Task brief:
Using the excerpt on updating a social network graph, answer these:
(a) What two components does each server machine in the titan graph cluster include?
(b) At which step are the priority nodes in the queue updated?
(c) What is a vertex with a disproportionately high number of incident edges often called in graph theory?

* start Excerpt to read *

The server 50 in this example also includes a data retrieval module 34 (e.g., REST module), the graph update module 18, and the priority node identifier 16 (with one or more client applications running therewith, or thereon).

The server 50 is in communication with a cluster of titan graph server machines 49, which has memory devices 53 that store the social graph 12 and the HDFS 32. Each server machine in the titan graph cluster 49 includes a processor 51 and a communication device 55 for indexing and storing the data. Using the communication devices, the server 50 and the cluster of titan graph server machines 49 communicate with each other over the data network 46. While a previous example embodiment described a cluster of 15 server nodes, it will be appreciated that different numbers of server nodes may be used to form the cluster.

The computing device 48 includes a communication device 74 to communicate with the server 50 via the network 46, a processor 76, a memory device 78, a display screen 80, and an Internet browser 82. In an example embodiment, the GUI provided by the server 50 is displayed by the computing device 48 through the Internet browser 82. In another example embodiment, where an analytics application 84 is available on the computing device 48, the GUI is displayed by the computing device through the analytics application 84. It can be appreciated that the display screen 80 may be part of the computing device 48 (e.g. as with a mobile device, a tablet, a laptop, a wearable computing device, etc.) or may be separate from the computing device (e.g. as with a desktop computer, or the like).

Although not shown, various user input devices (e.g. touch screen, roller ball, optical mouse, buttons, keyboard, microphone, etc.) can be used to facilitate interaction between the user and the computing device 48.

It will be appreciated that, in another example embodiment, the system includes multiple server machines. In another example embodiment, there are multiple computing devices that communicate with the one or more servers.

FIG. 5 illustrates an example set of computer executable operations for updating a social network graph database 12. At step 100 the REST module 34 is used to retrieve the graph data from the database 12 for the priority node identifier 16. The priority node identifier 16 runs one or more client applications at step 102 using the retrieved graph data to obtain the application results at step 104. The application results are used at step 106 to determine the “priority” nodes to be updated in the social network graph. The graph update module 18 queues the nodes to be updated at step 108 using the update queue 20, and obtains updated social network data for the priority nodes by running the link updater 24 to access the data via the follower and friend API(s) 22 at step 110. The priority nodes in the queue are updated at step 112 to effectively perform an updating operation on the social network graph without having to process and update the entire graph. This allows updated graph data to be accessed at step 114, e.g., by social media intelligence applications 14. Each priority node is updated by effectively replacing that node and its previous edges, with an updated node and the new incident edges determined from the recent social network activity. For example, for non-supernodes that are not sharded (see discussion below), only the edges would be deleted and replaced with all new edges. That is, the node would not need to be replaced/created unless such a non-supernode from a previous update cycle has changed into a supernode in the current update cycle and a new supernode has been found in the current update cycle.

In updating the priority nodes at step 112, it is recognized that some of these nodes will, by virtue of their importance, have a disproportionately high number of edges, e.g., those with millions of followers. In graph theory a vertex with a disproportionately high number of incident edges is often referred to as a “supernode”. Theoretically, any graph database Titan/HBASE/Cassandra can ingest a supernode. However, in practice, writing a supernode to the graph would often fail due to the sheer skewed memory requirements of the data.

* end Excerpt to read *
* start Items *

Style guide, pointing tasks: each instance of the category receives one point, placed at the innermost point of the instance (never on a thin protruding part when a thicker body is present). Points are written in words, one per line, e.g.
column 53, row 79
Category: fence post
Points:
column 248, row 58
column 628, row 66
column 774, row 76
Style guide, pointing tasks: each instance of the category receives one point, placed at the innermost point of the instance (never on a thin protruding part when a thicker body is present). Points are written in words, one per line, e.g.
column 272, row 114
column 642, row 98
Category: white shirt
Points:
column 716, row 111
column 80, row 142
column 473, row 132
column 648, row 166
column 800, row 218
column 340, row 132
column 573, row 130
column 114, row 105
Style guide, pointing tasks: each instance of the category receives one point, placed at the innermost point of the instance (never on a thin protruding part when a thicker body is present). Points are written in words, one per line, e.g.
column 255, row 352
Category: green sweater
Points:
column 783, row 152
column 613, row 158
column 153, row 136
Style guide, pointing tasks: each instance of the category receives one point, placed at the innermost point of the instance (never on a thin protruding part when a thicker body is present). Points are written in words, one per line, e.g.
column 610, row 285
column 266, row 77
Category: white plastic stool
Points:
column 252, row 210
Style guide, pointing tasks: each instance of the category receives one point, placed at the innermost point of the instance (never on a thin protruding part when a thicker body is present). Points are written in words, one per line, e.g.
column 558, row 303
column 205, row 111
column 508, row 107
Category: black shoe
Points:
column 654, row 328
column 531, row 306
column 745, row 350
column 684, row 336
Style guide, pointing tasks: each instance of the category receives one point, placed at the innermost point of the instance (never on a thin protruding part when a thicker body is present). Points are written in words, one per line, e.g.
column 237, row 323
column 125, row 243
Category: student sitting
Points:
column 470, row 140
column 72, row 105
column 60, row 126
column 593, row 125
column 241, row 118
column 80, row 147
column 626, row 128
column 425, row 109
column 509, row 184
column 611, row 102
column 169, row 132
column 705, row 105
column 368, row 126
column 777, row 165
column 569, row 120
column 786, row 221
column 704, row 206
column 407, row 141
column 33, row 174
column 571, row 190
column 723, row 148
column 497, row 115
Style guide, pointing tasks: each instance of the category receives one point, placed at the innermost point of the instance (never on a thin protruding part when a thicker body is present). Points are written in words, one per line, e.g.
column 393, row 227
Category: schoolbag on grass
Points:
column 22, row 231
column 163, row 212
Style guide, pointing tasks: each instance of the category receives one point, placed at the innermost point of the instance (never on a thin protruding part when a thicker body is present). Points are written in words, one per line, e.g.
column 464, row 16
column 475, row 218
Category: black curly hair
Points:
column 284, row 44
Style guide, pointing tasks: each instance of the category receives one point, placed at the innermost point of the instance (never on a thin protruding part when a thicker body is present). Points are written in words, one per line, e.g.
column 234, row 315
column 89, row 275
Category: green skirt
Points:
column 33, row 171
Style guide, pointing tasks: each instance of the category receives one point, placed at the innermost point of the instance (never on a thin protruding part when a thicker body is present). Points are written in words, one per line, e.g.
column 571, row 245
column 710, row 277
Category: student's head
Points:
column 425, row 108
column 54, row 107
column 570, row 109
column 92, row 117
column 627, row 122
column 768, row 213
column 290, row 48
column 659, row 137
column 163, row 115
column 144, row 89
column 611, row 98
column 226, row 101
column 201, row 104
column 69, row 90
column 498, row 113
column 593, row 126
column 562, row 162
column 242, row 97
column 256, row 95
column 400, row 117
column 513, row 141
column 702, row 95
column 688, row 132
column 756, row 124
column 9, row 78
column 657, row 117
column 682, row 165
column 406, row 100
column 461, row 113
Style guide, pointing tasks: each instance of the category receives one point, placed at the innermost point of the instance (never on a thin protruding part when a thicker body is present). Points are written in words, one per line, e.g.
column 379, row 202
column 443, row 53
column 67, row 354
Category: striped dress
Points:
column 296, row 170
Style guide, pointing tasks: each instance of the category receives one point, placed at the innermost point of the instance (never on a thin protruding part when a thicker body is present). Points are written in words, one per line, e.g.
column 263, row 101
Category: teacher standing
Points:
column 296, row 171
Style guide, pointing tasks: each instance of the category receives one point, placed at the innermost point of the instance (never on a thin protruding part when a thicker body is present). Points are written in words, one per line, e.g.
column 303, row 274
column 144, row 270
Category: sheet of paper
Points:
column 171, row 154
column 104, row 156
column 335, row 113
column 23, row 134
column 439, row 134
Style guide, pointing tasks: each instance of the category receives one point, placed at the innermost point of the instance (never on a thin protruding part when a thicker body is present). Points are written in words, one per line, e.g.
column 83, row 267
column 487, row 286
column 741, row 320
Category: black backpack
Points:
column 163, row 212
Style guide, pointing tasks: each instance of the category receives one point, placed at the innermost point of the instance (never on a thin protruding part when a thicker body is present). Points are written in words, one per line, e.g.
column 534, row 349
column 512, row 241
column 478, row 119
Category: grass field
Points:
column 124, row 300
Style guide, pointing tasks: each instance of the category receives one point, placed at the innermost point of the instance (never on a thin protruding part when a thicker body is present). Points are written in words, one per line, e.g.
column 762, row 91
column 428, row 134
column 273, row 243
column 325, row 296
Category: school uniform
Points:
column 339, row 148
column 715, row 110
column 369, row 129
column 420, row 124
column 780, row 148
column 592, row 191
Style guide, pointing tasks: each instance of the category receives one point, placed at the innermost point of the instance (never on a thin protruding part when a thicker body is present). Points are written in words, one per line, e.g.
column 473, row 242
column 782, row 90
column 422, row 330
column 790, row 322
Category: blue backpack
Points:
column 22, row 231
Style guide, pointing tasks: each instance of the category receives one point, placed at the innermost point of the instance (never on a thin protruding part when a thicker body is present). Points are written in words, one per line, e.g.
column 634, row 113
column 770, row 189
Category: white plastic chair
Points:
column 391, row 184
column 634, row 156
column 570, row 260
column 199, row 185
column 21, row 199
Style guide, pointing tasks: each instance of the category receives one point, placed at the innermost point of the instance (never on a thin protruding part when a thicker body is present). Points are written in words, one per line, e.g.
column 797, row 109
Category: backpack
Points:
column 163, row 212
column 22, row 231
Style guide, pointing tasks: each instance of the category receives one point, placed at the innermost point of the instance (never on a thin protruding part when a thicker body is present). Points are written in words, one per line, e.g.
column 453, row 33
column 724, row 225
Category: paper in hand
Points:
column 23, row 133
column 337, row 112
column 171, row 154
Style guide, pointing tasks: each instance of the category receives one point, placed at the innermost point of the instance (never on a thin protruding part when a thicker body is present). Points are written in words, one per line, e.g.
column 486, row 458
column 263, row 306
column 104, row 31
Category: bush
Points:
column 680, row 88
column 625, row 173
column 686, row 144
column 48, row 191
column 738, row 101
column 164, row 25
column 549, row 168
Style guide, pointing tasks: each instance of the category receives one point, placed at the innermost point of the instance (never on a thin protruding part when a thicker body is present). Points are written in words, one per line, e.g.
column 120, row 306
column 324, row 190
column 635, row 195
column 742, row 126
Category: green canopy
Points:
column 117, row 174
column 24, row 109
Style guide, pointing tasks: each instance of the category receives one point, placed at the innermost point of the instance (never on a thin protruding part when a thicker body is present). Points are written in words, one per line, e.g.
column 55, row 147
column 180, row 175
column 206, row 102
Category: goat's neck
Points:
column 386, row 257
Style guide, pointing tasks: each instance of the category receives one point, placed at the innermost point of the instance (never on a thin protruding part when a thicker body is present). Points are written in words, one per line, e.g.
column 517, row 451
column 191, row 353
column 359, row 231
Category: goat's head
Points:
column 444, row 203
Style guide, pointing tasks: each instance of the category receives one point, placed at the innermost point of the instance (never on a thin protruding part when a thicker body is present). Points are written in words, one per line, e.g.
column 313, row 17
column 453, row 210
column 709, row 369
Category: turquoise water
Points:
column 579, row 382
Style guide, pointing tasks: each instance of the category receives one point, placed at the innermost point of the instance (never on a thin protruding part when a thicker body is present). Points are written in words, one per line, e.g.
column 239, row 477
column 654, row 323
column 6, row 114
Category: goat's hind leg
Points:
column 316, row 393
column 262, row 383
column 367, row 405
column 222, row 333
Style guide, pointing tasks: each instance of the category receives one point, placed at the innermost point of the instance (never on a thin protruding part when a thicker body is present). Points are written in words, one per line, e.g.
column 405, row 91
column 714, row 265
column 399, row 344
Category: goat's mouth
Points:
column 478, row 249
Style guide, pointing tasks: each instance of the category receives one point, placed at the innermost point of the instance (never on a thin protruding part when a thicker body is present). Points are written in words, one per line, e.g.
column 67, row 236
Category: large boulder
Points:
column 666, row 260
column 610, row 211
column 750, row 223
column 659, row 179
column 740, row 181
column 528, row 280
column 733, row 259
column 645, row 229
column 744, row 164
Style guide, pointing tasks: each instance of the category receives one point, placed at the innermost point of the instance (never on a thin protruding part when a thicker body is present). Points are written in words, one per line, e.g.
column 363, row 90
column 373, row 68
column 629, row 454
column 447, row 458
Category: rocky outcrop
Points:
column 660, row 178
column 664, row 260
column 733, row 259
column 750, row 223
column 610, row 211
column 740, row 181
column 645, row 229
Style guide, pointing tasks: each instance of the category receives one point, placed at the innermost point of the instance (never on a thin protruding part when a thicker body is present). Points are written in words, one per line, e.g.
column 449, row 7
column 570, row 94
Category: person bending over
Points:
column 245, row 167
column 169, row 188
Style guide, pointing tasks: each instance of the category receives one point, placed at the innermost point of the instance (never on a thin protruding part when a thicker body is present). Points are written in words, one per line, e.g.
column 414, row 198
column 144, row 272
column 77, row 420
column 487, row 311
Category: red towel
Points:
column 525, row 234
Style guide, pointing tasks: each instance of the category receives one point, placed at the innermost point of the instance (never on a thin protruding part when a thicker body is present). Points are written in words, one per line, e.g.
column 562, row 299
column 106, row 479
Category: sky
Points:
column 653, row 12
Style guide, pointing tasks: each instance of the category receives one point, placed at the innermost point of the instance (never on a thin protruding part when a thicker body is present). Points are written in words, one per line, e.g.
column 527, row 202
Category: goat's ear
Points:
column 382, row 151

* end Items *

Answer to the task:
(a) A processor and a communication device for indexing and storing the data.
(b) Step 112.
(c) A "supernode".